▶ **How to complete this task**:
Hunt through the lines below for the string "black" and copy each one that has it.
-- Source data follows --
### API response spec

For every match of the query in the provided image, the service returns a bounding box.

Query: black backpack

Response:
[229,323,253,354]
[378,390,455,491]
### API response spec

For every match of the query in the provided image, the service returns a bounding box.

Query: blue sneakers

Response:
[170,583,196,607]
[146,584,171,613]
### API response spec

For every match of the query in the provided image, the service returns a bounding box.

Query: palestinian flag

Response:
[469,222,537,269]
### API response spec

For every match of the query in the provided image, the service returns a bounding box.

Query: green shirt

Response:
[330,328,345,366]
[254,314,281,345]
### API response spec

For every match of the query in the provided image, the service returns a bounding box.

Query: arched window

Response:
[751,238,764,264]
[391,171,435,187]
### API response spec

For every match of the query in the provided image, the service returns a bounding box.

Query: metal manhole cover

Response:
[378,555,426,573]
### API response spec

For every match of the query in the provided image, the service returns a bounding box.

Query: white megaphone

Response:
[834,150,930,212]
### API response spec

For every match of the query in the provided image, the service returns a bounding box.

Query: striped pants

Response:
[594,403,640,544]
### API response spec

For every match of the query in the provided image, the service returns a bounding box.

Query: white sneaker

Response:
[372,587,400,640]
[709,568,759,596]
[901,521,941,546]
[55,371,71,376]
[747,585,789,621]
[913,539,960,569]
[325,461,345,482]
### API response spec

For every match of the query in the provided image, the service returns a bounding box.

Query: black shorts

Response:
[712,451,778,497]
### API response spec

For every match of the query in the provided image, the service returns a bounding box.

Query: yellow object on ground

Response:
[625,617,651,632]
-- Source data concluded --
▶ **Answer for this exercise**:
Query: black backpack
Query: black shorts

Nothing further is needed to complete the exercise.